**Saved entries:**

....

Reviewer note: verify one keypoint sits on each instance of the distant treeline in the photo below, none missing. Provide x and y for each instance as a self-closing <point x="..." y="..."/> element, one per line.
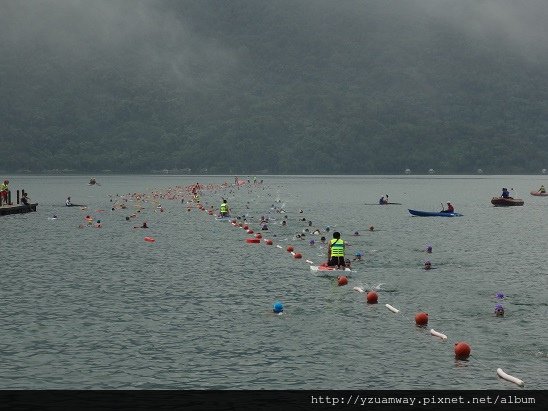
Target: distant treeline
<point x="279" y="87"/>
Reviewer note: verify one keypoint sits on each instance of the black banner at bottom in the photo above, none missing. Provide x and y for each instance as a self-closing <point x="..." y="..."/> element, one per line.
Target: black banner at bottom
<point x="274" y="400"/>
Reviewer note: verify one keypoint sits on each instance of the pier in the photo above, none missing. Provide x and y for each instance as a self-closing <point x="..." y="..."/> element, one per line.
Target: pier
<point x="8" y="207"/>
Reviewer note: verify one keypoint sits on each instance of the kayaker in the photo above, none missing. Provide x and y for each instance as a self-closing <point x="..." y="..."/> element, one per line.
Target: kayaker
<point x="450" y="208"/>
<point x="224" y="208"/>
<point x="505" y="193"/>
<point x="335" y="251"/>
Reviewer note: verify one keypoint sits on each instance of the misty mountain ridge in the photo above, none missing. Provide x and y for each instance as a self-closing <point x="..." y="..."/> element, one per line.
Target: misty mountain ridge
<point x="297" y="87"/>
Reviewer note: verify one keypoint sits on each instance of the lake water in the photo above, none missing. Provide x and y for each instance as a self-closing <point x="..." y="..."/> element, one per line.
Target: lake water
<point x="104" y="309"/>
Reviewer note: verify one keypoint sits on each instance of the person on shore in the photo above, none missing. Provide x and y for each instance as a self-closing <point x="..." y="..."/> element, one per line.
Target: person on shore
<point x="450" y="208"/>
<point x="335" y="251"/>
<point x="4" y="189"/>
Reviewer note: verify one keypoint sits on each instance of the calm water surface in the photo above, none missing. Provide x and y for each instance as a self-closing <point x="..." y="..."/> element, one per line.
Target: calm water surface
<point x="103" y="309"/>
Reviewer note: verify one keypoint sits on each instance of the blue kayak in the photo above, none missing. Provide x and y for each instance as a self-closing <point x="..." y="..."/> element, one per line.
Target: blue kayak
<point x="433" y="214"/>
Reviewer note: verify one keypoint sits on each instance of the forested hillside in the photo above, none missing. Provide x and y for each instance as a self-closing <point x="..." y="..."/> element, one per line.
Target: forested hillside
<point x="282" y="86"/>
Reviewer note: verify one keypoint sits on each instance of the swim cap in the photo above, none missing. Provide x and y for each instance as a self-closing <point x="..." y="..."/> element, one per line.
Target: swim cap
<point x="278" y="307"/>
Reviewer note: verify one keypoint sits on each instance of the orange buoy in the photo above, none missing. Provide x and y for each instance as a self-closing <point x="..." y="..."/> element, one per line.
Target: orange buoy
<point x="462" y="350"/>
<point x="372" y="297"/>
<point x="421" y="319"/>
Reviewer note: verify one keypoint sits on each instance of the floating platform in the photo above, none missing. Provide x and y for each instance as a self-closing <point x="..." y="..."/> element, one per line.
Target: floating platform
<point x="17" y="209"/>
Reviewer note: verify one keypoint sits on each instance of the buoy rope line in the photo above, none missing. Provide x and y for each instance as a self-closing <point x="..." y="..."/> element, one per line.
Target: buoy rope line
<point x="462" y="349"/>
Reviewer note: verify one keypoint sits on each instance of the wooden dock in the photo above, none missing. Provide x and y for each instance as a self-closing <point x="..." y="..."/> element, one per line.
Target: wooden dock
<point x="17" y="209"/>
<point x="8" y="207"/>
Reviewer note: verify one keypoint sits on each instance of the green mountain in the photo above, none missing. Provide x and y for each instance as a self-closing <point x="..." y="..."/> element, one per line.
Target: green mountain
<point x="281" y="86"/>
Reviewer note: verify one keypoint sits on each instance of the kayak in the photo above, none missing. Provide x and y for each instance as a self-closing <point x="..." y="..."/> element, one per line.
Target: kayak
<point x="433" y="214"/>
<point x="327" y="268"/>
<point x="506" y="202"/>
<point x="383" y="204"/>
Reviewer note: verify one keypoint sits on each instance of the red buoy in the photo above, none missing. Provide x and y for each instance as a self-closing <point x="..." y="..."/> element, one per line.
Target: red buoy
<point x="462" y="350"/>
<point x="372" y="297"/>
<point x="421" y="319"/>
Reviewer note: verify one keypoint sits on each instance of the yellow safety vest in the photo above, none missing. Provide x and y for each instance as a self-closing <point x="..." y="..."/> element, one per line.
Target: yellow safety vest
<point x="337" y="247"/>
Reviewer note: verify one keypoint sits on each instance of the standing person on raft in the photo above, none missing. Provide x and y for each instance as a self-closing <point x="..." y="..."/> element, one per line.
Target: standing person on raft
<point x="224" y="209"/>
<point x="335" y="251"/>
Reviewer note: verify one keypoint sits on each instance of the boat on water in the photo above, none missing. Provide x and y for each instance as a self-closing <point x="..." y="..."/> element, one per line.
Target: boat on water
<point x="506" y="202"/>
<point x="419" y="213"/>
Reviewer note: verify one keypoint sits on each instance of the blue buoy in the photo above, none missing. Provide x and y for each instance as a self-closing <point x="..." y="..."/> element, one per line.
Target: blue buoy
<point x="278" y="307"/>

....

**Exercise:** Reproduce the data word for word; no pictures.

**Result for this exercise:**
Reviewer note: verify one keypoint sits on each instance of the distant treeline in the photo below, none missing. Provide x and y for each instance as a self-closing <point x="..." y="..."/> element, one per line.
Target: distant treeline
<point x="279" y="87"/>
Reviewer note: verify one keypoint sits on each instance of the black banner at bottom in the photo above, none missing. Provide x and y for each instance as a self-closing <point x="..." y="..."/> element, one per line.
Target: black banner at bottom
<point x="274" y="400"/>
Reviewer note: verify one keypoint sits on each instance of the pier in the photo above, none missing. Provide x and y for each instance as a self-closing <point x="..." y="..."/> element, one per line.
Target: pier
<point x="8" y="207"/>
Reviewer note: verify one keypoint sits on each instance of the kayaker in the photo above, none missing. Provide x and y for each instance as a self-closing <point x="..." y="..."/> element, one per line.
Target: kayaker
<point x="450" y="208"/>
<point x="224" y="208"/>
<point x="505" y="193"/>
<point x="335" y="251"/>
Reviewer note: verify one keypoint sits on each instance of the misty mountain ridge in the photo above, none missing. Provide x and y for each instance as a self-closing <point x="..." y="..."/> element, one per line.
Target: misty mountain ridge
<point x="297" y="87"/>
Reviewer note: verify one keypoint sits on each instance of the lake water in the photo above, none missing. Provide x and y for each instance as a self-closing <point x="..." y="..."/> element, one per line.
Target: lake water
<point x="104" y="309"/>
Reviewer note: verify one keypoint sits on each instance of the person on shore in the photo above, none missing. Provide x and y for each instance as a self-closing <point x="..." y="..."/> element, one per line.
Target: person on shore
<point x="450" y="208"/>
<point x="335" y="251"/>
<point x="4" y="189"/>
Reviewer note: verify one keypoint sits on each instance of the calm water surface in the photo above, none missing. Provide x and y for each instance as a self-closing <point x="..." y="..."/> element, one per line.
Target: calm water surface
<point x="103" y="309"/>
Reviewer note: verify one keypoint sits on each instance of the blue kayak in the photo above, none missing. Provide x and y for each instance as a self-closing <point x="..." y="..."/> element, one per line.
Target: blue kayak
<point x="433" y="214"/>
Reviewer note: verify one keypoint sits on each instance of the forested hillside in the photo above, none missing. Provide x and y for each instance as a self-closing <point x="..." y="..."/> element, one per line.
Target: forested hillside
<point x="282" y="86"/>
Reviewer note: verify one keypoint sits on each instance of the swim cap in the photo above, none missing. Provide x and y for each instance as a self-closing <point x="..." y="..."/> element, one per line.
Target: swim cap
<point x="278" y="307"/>
Reviewer note: verify one keypoint sits on each instance of the orange buoy in the photo above, none missing. Provide x and y for each instance as a self-closing <point x="..." y="..."/> element, one per line.
Target: orange buoy
<point x="462" y="350"/>
<point x="372" y="297"/>
<point x="421" y="319"/>
Reviewer note: verify one keypoint sits on each instance of the floating platform in the photo above, none missing. Provide x and y for each instance as a self-closing <point x="..." y="..."/> element, one per line.
Target: floating platform
<point x="17" y="209"/>
Reviewer note: verify one keypoint sits on each instance of the buoy rope line in the photo above, none missing. Provide x and y for each instance as a self-closing <point x="..." y="..."/> element, one per line.
Target: buoy rope line
<point x="462" y="349"/>
Reviewer note: verify one keypoint sits on each instance of the wooden dock in the photo above, none missing. Provide x and y for each instance as a self-closing <point x="..." y="..."/> element, one per line.
Target: wooden dock
<point x="17" y="209"/>
<point x="8" y="207"/>
Reviewer note: verify one keypoint sits on each instance of the green mountain in the photo above, none missing. Provide x and y for each instance as a self-closing <point x="..." y="..."/> element, one per line.
Target: green mountain
<point x="281" y="86"/>
Reviewer note: verify one keypoint sits on each instance of the kayak in the photo above, none missing. Provide x and y for each instance as a self-closing <point x="..." y="..."/> element, one per line.
Target: kayak
<point x="433" y="214"/>
<point x="327" y="268"/>
<point x="506" y="202"/>
<point x="383" y="204"/>
Reviewer note: verify one keypoint sits on each instance of the red buoy in the photo above, none missing. Provide x and y for each instance as a self-closing <point x="..." y="..."/> element, one per line.
Target: red buoy
<point x="462" y="350"/>
<point x="372" y="297"/>
<point x="421" y="319"/>
Reviewer note: verify one keypoint sits on each instance of the yellow safety vest in the photo above, none missing. Provide x and y for each instance as a self-closing <point x="..." y="..."/> element, one per line.
Target: yellow safety vest
<point x="337" y="247"/>
Reviewer note: verify one keypoint sits on each instance of the standing person on raft in the photo above, none missing. Provide x and y for each instance as a self-closing <point x="..." y="..."/> element, one per line.
Target: standing person on raft
<point x="224" y="209"/>
<point x="335" y="251"/>
Reviewer note: verify one keypoint sits on each instance of the boat on water in the photo above, none missing. Provide x and y for each instance as a self-closing <point x="..." y="..."/> element, one per line.
Target: boat on water
<point x="506" y="202"/>
<point x="419" y="213"/>
Reviewer note: verify one keypoint sits on each instance of the blue buoy in the photo above, none missing. Provide x and y for each instance as a self-closing <point x="..." y="..."/> element, one per line.
Target: blue buoy
<point x="278" y="307"/>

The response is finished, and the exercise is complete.